Required tasks ▸
**a.** According to the scanpath comparison text, what is the possible range of the dissimilarity value?
**b.** Using the reason the scanpath comparison text gives, explain in one to three sentences why dynamic time warping was chosen to compare scanpath pairs.
**c.** Proceed with the scanpath comparison text, starting right after its final sentence.

Selected text ▸
An example of dissimilarity calculation between two scanpaths with DTW. (a) A scanpath of subject #20 on image set #47 in session W1T1 and (b) one in W1T2. The four images in image set #47 are not shown due to their copyrights; thus, the areas for these images are covered with randomly assigned patterns. The scanpaths in (a) and (b) can be presented in the time domain as (c) and (d), respectively. (e) A matrix of Euclidean distance between every point of (c) and (d). Each component is a distance between one point from (c) and one from (d). The grey path is determined by dynamic programming, and the accumulated distance along this line is defined as dissimilarity between (c) and (d). In this example, the dissimilarity between (c) and (d) is 12,353. The possible range of the dissimilarity value is from 0 to 248,900.

Pairwise scanpath comparisons and recording time intervals

To observe scanpath idiosyncrasies, each image set’s scanpaths were subjected to pairwise comparisons. Scanpaths from Free and Task sessions were compared separately, and each pair of scanpaths was assigned to a group (among three) according to the following recording time intervals between the two scanpaths: “thirty minutes” (30 M, e.g., time interval between scanpaths of W1T1 and those of W1T2 sessions), “one week” (1 W, e.g., between W1T1 and W2T1), and “two weeks” (2 W, e.g., between W1T1 and W3T1). Dissimilarities between scanpath pairs were analysed according to these time intervals.

Dissimilarity in each scanpath pair was achieved with dynamic time warping (DTW). While a sequence of spatial attention shifts may be consistent, the tempo of these shifts may be relatively less consistent for any subject over repeated exposure to the same stimuli34, 35. To align scanpaths according to attention shifting sequences using more than the speed of the shifts, we used DTW. DTW compares two signals by aligning them in the time domain with dynamic programming. This technique was first used for matching speech waveforms for speech recognition by warping samples into an optimal match by minimizing temporal dissimilarities in order to cope with differences in speaking rates36, 37. In the present study, DTW warped and aligned pairs of scanpaths and simultaneously retained more fixation duration information than other scanning sequence matching methods, such as string-edit38, 39 and ScanMatch40. Dissimilarity values were calculated by summing the Euclidean distances between aligned data points (an example is shown in Fig. 3). We modified publicly provided codes41, which originated with the project in a reference37.

Statistics

Every t-test that we report is one-sided (or right-sided) test. Those t-tests without the description of paired/unpaired are all unpaired t-tests, and we used a method for unequal sample size and unequal variances for unpaired t-tests. Many average values in this study were achieved with large samples; thus, we present Cohen’s ds as effect sizes for average comparisons without t-tests or with t-tests for support. Standardized differences between two means were demonstrated with Cohen’s ds. For Cohen’s ds, we calculated pooled standard deviations with a method for different sample sizes and variances between two groups42.

Data extract ▸
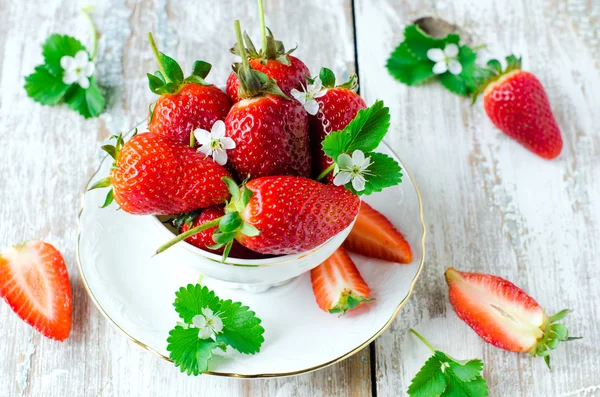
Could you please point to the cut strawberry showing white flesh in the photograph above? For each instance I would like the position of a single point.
(338, 285)
(504, 315)
(35, 283)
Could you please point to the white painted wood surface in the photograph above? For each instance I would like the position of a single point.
(489, 204)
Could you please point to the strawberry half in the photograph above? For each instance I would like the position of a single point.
(516, 102)
(35, 283)
(338, 285)
(185, 104)
(373, 235)
(503, 315)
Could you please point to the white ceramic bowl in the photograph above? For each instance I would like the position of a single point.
(251, 274)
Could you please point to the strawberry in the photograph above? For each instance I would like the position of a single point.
(338, 285)
(204, 240)
(373, 235)
(337, 107)
(35, 284)
(504, 315)
(289, 72)
(280, 215)
(153, 174)
(184, 104)
(517, 104)
(270, 131)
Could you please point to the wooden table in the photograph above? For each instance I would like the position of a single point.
(490, 205)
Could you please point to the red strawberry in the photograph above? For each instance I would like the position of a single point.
(153, 174)
(184, 104)
(270, 130)
(282, 215)
(338, 285)
(204, 239)
(289, 72)
(35, 283)
(373, 235)
(517, 104)
(504, 315)
(338, 106)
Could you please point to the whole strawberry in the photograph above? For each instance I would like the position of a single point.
(331, 108)
(272, 60)
(517, 104)
(281, 215)
(153, 174)
(184, 104)
(270, 130)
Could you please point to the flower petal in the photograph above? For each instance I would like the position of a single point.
(435, 54)
(203, 137)
(344, 161)
(358, 183)
(342, 178)
(220, 156)
(67, 63)
(440, 67)
(454, 67)
(199, 321)
(311, 107)
(451, 50)
(227, 143)
(218, 129)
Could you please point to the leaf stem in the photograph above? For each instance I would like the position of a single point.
(189, 233)
(327, 171)
(422, 339)
(263, 30)
(157, 56)
(240, 41)
(86, 13)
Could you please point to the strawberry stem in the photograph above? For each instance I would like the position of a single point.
(263, 30)
(415, 333)
(327, 171)
(189, 233)
(157, 56)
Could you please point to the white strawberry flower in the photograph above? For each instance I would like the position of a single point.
(214, 143)
(351, 169)
(78, 69)
(308, 96)
(208, 323)
(445, 60)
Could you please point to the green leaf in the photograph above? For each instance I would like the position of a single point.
(57, 46)
(89, 102)
(188, 352)
(364, 133)
(241, 328)
(44, 87)
(190, 300)
(172, 69)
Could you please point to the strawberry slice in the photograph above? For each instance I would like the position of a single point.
(35, 283)
(373, 235)
(338, 285)
(503, 315)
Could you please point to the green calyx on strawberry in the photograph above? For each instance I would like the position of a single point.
(328, 80)
(169, 79)
(493, 72)
(252, 82)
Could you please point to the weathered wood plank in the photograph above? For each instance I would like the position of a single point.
(49, 155)
(490, 205)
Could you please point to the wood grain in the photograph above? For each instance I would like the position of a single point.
(490, 205)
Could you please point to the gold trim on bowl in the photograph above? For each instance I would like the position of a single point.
(255, 376)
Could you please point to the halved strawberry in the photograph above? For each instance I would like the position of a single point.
(35, 283)
(338, 285)
(373, 235)
(503, 315)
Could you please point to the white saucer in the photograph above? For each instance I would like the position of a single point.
(135, 291)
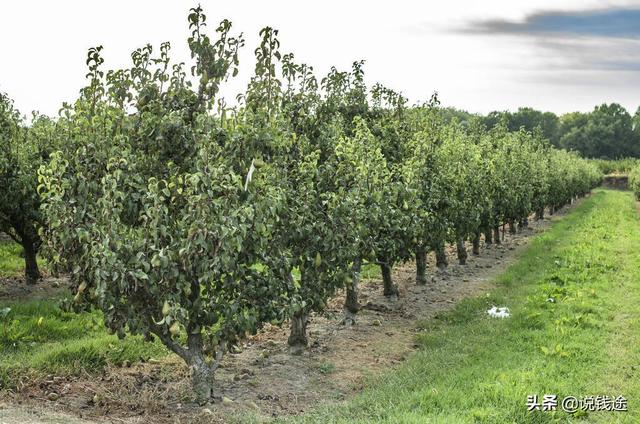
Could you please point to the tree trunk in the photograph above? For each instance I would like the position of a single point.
(476, 244)
(462, 251)
(441, 257)
(421, 265)
(523, 224)
(31, 271)
(390, 289)
(351, 305)
(201, 377)
(488, 237)
(298, 335)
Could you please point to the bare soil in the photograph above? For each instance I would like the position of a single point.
(262, 377)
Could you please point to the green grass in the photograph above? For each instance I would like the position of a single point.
(472, 368)
(40, 339)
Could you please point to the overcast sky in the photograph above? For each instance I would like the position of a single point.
(558, 55)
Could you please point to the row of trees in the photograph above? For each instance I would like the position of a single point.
(195, 223)
(607, 132)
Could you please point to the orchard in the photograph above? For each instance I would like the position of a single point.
(194, 222)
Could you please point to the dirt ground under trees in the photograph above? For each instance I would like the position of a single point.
(261, 376)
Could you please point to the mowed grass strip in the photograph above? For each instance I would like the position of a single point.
(574, 297)
(37, 338)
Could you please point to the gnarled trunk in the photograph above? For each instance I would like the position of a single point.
(523, 224)
(421, 265)
(488, 237)
(201, 371)
(390, 289)
(201, 377)
(462, 251)
(298, 334)
(441, 256)
(351, 305)
(31, 270)
(476, 244)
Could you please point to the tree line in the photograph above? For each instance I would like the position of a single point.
(607, 132)
(193, 222)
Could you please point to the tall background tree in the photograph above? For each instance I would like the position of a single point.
(23, 149)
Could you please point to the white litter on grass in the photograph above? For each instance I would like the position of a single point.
(502, 312)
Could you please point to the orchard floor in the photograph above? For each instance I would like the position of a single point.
(262, 380)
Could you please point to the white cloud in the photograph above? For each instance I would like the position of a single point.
(408, 45)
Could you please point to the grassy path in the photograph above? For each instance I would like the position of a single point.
(574, 296)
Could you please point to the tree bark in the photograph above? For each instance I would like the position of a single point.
(441, 257)
(298, 335)
(523, 224)
(31, 270)
(476, 244)
(496, 234)
(421, 265)
(462, 251)
(488, 237)
(390, 289)
(351, 305)
(201, 371)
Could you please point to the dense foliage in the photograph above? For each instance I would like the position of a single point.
(607, 132)
(195, 223)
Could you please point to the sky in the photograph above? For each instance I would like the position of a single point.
(556, 55)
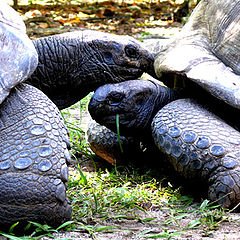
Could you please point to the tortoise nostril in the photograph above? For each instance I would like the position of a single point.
(115, 98)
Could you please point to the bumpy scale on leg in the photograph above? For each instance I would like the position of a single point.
(106, 144)
(202, 147)
(33, 159)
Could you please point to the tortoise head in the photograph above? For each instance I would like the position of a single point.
(117, 57)
(18, 57)
(135, 101)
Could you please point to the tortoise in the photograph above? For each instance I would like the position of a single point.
(34, 140)
(198, 132)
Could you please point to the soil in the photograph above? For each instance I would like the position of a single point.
(129, 229)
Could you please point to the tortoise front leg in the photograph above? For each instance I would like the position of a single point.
(200, 146)
(33, 160)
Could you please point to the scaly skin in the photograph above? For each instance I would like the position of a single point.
(73, 64)
(202, 147)
(199, 144)
(33, 159)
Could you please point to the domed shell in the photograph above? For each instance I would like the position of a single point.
(18, 57)
(207, 50)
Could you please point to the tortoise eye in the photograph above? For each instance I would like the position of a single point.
(131, 51)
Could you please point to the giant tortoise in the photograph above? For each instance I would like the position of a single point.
(33, 141)
(199, 132)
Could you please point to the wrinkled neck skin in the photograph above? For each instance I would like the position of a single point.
(71, 67)
(164, 96)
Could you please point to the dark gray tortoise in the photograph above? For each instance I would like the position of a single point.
(34, 142)
(198, 132)
(75, 63)
(33, 138)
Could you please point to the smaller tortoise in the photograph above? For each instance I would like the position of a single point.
(199, 144)
(73, 64)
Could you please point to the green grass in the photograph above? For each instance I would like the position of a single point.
(107, 200)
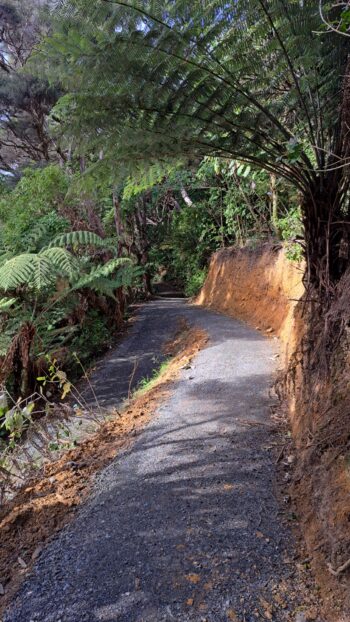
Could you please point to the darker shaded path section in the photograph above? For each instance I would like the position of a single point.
(185, 525)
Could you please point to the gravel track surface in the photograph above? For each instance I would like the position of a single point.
(184, 525)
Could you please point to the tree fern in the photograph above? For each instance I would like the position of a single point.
(78, 238)
(101, 271)
(62, 260)
(249, 80)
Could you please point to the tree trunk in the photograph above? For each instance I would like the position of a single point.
(326, 225)
(274, 203)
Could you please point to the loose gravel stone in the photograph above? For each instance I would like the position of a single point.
(184, 525)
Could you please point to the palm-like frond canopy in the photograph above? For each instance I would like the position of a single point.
(255, 80)
(251, 80)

Results in order ▸
**a.** The dissimilarity value can range from 0 to 248,900.

**b.** A subject's sequence of spatial attention shifts may stay consistent across repeated exposure to the same stimuli, but the tempo of those shifts tends to be less consistent. Dynamic time warping aligns two signals in the time domain, so scanpaths can be matched by their attention-shifting sequences rather than by speed alone. It also keeps more fixation duration information than other sequence matching methods such as string-edit and ScanMatch.

**c.**
Data availability

The data from our experiment are available on request from the corresponding author. The data are not publicly available according to the policy protecting subjects’ personal data.

Results

In this section, the idiosyncrasies of scanpaths on the same image sets and their temporal robustness were observed under various conditions. The dissimilarities in scanpath pairs were analysed according to the time intervals described in the Materials and Methods section. First, the dissimilarity values from within- and between-subject comparisons were determined. Next, scanpaths were divided into groups with respect to image set contents, and the effects of the contents on scanpath idiosyncrasies were investigated. Each subject’s scanpath distinctiveness was also confirmed with subject identification. These steps of analysis were then conducted on an extended dataset, including scanpaths recorded during an additional experiment, which was performed one year after the original experiment.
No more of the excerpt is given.